**SET PROBLEM:** Please copy, word for word, the stretch of the records from the line containing "Target: white painted column" through the end of the records.

Point labels for objects
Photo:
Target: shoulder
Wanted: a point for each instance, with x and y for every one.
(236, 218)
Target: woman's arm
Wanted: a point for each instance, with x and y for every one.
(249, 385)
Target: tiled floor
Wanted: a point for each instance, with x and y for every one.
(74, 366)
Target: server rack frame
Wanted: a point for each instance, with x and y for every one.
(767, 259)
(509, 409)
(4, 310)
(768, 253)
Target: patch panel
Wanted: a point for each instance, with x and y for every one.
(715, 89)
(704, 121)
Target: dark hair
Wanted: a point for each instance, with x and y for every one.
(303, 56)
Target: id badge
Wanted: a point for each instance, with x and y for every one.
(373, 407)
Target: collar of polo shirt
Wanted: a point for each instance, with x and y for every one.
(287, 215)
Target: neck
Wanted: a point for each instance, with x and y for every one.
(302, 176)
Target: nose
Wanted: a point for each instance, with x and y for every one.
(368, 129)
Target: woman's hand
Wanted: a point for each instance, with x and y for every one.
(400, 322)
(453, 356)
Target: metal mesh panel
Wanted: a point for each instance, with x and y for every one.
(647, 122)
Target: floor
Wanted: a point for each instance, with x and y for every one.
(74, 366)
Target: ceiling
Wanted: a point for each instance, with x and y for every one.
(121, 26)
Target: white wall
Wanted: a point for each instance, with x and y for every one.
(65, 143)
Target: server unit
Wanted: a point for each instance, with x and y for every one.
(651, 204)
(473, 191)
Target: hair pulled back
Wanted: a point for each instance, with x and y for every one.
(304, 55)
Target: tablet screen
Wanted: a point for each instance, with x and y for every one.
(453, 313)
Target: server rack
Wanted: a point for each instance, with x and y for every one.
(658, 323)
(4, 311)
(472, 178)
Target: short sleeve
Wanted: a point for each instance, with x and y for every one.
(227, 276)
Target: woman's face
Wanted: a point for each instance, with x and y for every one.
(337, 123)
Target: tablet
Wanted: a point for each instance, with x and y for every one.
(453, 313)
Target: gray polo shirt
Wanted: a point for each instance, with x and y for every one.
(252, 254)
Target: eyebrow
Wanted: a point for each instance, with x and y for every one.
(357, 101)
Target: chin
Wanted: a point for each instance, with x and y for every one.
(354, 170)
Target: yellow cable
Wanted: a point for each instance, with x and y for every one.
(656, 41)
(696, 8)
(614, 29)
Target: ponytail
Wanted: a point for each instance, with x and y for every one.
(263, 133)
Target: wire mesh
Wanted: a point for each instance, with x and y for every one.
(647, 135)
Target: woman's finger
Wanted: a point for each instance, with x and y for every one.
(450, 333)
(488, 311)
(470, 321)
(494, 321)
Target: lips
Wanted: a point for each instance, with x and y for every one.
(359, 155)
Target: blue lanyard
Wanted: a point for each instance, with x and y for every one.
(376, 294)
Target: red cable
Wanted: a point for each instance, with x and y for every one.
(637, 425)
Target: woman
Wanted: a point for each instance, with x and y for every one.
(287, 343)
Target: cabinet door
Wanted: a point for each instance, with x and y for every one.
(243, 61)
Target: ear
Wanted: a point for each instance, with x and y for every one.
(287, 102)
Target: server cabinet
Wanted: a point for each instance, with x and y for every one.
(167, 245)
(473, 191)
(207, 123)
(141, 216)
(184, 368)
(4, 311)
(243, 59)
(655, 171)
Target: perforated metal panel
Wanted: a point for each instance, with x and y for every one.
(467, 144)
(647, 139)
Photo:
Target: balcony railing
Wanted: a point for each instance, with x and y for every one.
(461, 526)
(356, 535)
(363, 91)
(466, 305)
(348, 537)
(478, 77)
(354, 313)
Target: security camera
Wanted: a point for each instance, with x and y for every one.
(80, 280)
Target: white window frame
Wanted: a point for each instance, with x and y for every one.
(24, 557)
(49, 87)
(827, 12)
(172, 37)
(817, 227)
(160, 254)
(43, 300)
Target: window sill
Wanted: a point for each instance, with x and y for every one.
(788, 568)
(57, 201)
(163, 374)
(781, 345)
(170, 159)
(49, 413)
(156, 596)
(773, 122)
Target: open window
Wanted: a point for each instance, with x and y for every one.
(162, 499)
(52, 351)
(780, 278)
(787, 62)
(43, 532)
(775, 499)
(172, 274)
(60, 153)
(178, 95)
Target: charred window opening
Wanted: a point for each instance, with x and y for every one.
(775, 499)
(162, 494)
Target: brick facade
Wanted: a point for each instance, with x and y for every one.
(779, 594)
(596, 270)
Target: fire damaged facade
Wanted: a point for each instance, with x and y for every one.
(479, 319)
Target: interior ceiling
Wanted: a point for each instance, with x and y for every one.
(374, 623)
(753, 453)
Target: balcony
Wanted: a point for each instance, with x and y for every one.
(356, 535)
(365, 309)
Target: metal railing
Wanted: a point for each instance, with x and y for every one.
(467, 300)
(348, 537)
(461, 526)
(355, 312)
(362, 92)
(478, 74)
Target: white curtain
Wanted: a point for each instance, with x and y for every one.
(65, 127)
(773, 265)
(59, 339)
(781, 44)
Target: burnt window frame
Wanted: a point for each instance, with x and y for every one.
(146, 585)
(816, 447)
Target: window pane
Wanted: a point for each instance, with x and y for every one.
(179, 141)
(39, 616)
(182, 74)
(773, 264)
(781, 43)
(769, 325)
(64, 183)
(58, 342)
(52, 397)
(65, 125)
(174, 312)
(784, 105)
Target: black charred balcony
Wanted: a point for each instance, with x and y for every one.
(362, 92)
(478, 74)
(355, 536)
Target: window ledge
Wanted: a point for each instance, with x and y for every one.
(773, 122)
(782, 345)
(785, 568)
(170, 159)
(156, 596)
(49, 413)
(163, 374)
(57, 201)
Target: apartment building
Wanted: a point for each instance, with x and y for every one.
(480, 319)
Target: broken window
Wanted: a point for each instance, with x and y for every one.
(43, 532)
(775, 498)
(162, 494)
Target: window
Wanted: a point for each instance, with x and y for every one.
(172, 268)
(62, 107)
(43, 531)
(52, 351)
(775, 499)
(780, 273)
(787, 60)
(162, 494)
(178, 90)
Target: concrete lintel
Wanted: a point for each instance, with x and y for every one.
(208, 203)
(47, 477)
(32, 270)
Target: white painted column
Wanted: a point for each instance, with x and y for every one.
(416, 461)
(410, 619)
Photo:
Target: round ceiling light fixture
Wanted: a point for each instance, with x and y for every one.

**WRITTEN RESPONSE:**
Target: white painted column
Wanted: a point for each instance, with x and y for every one.
(416, 461)
(410, 619)
Photo:
Target: round ceiling light fixture
Wanted: a point for each instance, with x and y for every one.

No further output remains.